[Given entries]
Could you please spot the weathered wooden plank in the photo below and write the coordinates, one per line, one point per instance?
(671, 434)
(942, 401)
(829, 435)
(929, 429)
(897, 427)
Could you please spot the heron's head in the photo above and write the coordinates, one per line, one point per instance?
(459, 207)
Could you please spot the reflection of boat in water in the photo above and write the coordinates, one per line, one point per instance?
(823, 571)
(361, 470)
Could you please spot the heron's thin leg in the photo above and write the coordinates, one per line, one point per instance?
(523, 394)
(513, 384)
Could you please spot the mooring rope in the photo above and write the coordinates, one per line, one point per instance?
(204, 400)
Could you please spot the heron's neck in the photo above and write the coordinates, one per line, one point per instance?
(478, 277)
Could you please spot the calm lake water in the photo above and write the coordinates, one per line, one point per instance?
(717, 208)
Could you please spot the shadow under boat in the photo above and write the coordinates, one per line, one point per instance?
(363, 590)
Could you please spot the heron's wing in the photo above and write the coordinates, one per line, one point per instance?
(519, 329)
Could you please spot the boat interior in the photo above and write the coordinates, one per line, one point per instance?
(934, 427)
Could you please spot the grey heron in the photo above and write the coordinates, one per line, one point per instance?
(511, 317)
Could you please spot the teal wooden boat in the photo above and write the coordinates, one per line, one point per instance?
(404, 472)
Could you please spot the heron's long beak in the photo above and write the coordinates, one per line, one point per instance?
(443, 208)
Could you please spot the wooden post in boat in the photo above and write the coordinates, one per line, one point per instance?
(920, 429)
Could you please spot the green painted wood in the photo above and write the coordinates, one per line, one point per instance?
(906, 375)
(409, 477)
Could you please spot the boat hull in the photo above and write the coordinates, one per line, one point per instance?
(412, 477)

[Set problem]
Rewrite every line from the one containing "Could you please spot the calm" down to the end of the records, keeping the wording of each record as it is and shifting every coordinate in the answers by adding 78 to each of its numbers.

[Full output]
Could you please spot the calm lake water in the photo above and write the coordinates, one per line, one point per instance?
(795, 286)
Could you please spot the shadow under boat in the photo above and write the coordinates, one per line, one point per instance?
(441, 668)
Could you please spot the heron's wing in the photo above and write the coordinates, one per line, one point per instance?
(597, 407)
Could you please spot the boat interior in the photo above and write the coordinates, one per line, one point per instance?
(1012, 505)
Could you please spot the grey heron in the photo above and write the coordinates, one per line, one point per instance?
(589, 395)
Could you please spot the teal wooden boat in the photo above and write the coordinates, one per line, one point per instance?
(482, 550)
Could you please spot the heron's long beak in the photo above and write the coordinates, one per line, one point per instance?
(521, 286)
Could you please spot the wooden post in boat in the photo above and write the coordinates, one per line, one point per instance?
(998, 507)
Could you please spot the green painted wood in the photo above and write the coordinates, one per line, one point per instance?
(984, 453)
(487, 555)
Could you please spot the boat hull in the photo above and write the coordinates, one per line, one point per instance?
(490, 555)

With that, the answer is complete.